*MATERIAL PROVIDED*:
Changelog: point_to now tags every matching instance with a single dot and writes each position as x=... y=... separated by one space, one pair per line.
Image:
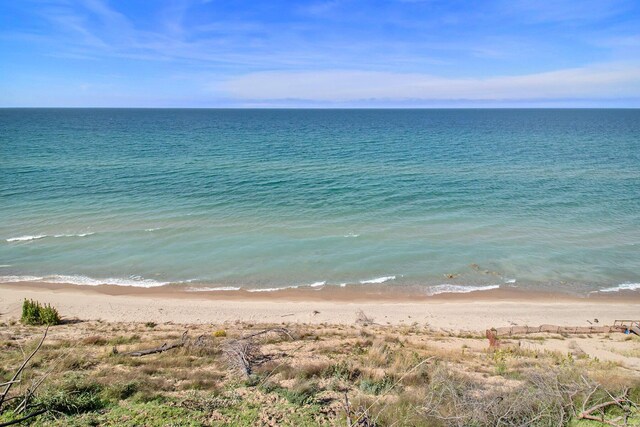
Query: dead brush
x=378 y=355
x=550 y=397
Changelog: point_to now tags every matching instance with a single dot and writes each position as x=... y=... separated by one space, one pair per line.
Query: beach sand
x=458 y=312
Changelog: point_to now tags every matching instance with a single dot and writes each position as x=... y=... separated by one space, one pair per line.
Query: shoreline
x=474 y=311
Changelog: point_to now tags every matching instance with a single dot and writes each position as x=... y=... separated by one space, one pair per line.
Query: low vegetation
x=34 y=313
x=112 y=374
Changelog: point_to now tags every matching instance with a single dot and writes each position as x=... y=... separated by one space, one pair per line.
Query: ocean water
x=426 y=201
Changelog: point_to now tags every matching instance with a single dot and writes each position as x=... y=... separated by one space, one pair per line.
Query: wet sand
x=456 y=312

*TASK INSTRUCTIONS*: Rewrite everything from the start of the listing down to and including the line containing "x=458 y=312", with "dead brush" changed to "dry brush" and all else left as it is. Leave the pictures out.

*ANSWER TO THIS TASK*:
Changelog: point_to now tags every matching instance with a single dot and writes each position as x=... y=... separated by one space, one pair per line.
Image:
Query: dry brush
x=378 y=355
x=550 y=397
Changelog: point_to now tags every matching instance with a single dot and writes each position as x=... y=... separated by one space, one pair per line.
Query: beach sand
x=458 y=312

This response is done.